§ **文書抜粋**
>>>>
遺言は亡くなった人の最期の意思を尊重するために重要な役割を担います。その意思を適切に実現するには、遺言執行者の選任が欠かせません。この記事では、遺言執行者とは何か、どのような役割を果たすのか、選任方法やメリット、注意点などを詳しく解説しています。遺言を実行する上で遺言執行者の重要性が理解でき、適切な遺言執行者選びのポイントが分かる内容となっていますので、ぜひ参考にしてください。

 

遺言執行者とは

遺言執行者とは、被相続人(亡くなった人)の遺言に従って、遺産の分割や遺産相続手続きを行う人のことです。遺言書に遺言執行者が指定されている場合は、その人が遺言執行者となります。遺言執行者の選任は義務付けられていません。従って、遺言執行者を立てるか否かは遺言者(被相続人)または相続人の意思によるところとなります。
<<<<
§ **提供記録**
>>>>
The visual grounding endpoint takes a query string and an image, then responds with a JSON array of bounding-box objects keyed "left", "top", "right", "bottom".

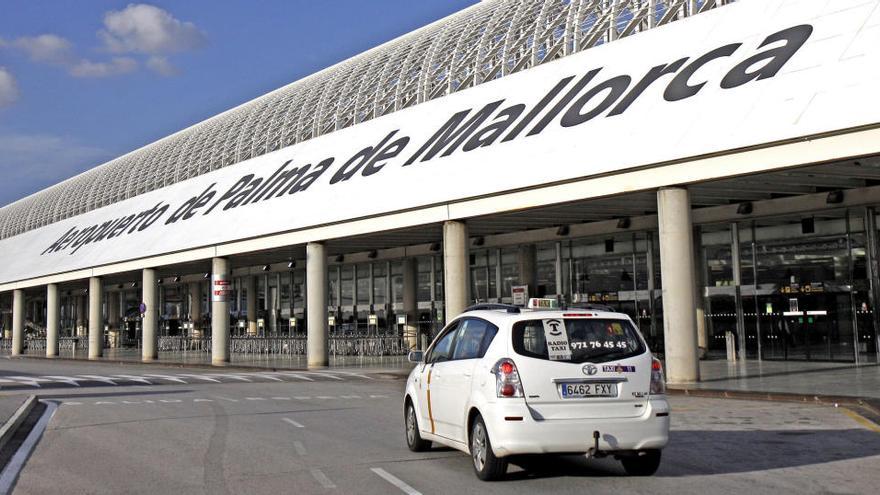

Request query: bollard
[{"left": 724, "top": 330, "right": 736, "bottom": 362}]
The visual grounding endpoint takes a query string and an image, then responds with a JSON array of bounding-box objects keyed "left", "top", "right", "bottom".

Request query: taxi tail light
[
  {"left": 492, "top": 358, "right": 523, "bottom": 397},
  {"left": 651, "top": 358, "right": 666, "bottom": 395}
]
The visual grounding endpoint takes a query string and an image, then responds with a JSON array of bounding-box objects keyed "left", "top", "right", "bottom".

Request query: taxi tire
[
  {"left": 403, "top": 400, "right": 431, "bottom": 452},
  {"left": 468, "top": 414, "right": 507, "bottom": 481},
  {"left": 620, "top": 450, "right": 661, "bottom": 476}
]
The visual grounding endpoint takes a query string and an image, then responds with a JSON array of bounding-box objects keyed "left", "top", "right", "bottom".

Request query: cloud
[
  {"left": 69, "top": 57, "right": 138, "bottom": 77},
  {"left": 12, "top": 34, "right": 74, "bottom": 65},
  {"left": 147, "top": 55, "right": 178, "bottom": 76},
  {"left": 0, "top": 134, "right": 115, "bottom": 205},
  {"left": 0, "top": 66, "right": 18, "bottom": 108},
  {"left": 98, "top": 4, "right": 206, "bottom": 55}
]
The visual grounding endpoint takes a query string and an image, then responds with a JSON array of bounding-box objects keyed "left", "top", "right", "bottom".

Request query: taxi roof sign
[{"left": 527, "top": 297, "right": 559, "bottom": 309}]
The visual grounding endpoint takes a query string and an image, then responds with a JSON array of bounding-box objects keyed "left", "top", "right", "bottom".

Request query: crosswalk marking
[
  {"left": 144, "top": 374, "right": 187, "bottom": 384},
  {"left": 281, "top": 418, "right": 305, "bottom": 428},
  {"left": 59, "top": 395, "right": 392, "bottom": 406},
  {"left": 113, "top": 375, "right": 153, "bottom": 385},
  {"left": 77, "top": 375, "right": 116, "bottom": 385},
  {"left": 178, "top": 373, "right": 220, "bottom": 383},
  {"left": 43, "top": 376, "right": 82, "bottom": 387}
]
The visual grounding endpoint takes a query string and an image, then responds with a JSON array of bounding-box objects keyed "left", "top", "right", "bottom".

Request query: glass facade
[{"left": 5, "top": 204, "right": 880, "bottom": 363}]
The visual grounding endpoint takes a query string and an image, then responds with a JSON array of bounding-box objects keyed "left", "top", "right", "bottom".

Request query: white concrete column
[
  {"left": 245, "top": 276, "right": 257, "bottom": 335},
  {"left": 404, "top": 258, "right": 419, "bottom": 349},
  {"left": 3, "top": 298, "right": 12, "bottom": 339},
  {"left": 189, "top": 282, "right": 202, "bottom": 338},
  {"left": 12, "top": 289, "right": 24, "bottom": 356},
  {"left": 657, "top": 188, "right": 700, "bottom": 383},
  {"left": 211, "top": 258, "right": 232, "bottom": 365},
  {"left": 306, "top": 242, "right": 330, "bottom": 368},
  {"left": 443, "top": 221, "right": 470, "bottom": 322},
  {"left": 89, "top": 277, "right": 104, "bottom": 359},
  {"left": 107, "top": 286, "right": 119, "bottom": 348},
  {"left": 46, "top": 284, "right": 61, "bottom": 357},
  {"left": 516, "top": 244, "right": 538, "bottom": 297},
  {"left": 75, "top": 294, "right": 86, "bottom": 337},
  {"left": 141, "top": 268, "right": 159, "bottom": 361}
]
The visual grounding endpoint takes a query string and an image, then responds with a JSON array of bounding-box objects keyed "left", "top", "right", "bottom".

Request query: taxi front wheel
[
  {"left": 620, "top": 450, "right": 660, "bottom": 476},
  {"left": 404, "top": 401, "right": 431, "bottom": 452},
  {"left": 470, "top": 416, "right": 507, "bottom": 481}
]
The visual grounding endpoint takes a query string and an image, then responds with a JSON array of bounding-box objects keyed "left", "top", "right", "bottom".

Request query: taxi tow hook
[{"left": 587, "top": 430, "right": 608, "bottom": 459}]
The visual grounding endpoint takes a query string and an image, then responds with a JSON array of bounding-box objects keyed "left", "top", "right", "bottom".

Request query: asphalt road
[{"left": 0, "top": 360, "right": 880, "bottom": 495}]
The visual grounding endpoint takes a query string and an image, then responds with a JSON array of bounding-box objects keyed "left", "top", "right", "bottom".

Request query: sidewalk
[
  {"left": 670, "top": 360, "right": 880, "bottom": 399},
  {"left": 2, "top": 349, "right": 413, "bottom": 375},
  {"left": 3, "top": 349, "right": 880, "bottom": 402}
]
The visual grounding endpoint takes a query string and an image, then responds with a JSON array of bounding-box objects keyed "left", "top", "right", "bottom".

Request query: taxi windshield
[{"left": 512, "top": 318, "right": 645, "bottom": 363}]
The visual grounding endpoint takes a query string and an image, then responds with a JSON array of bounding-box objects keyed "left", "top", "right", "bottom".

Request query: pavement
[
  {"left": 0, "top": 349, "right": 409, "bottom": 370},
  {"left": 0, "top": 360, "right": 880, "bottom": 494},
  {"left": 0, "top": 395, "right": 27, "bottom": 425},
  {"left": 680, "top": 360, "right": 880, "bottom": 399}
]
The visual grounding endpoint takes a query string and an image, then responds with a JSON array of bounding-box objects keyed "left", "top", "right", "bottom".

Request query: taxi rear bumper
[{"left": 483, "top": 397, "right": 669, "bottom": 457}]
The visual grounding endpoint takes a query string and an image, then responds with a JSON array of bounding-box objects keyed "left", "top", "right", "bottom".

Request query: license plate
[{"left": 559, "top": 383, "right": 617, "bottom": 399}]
<<<<
§ **課題 A**
記録から、語「taxi」を含む行をすべて集めてください。
§ **課題 B**
遺言執行者の解説文を、示された最後の文の後から書き継ぐこと。
遺言執行者の解説文と記録の間に関連はない。

§ **回答 A**
Request query: taxi tail light
Request query: taxi tire
Request query: taxi roof sign
Request query: taxi front wheel
Request query: taxi tow hook
Request query: taxi windshield
Request query: taxi rear bumper

§ **回答 B**
遺言執行者の役割

遺言執行者の主な役割は以下の通りです。

・相続人に遺言内容を通知したり財産目録を作成し交付したりする

・被相続人の財産を調査・管理する

・遺言の内容に従って遺産を分割し、相続人に遺産を引き渡す

遺言執行者は、公正中立な立場から遺言の実現を図ります。また、相続人は遺言執行者の行為を妨げることはできず、遺言執行者は相続人の利益に反することであっても遺言書の内容を実現しなければなりません。

上記のほか、遺言執行者でなければ行えない手続きもあります。それは次の2つです。

・非嫡出子の認知を遺言で行う場合

・相続廃除を遺言で行う場合

非嫡出子とは、婚姻していない配偶者との間に生まれた子どもです。非嫡出子は法定相続人とならず、遺産をもらう権利がありませんが、遺言書によって認知することで相続人の権利が与えられます。この手続きは遺言執行者でなければできません。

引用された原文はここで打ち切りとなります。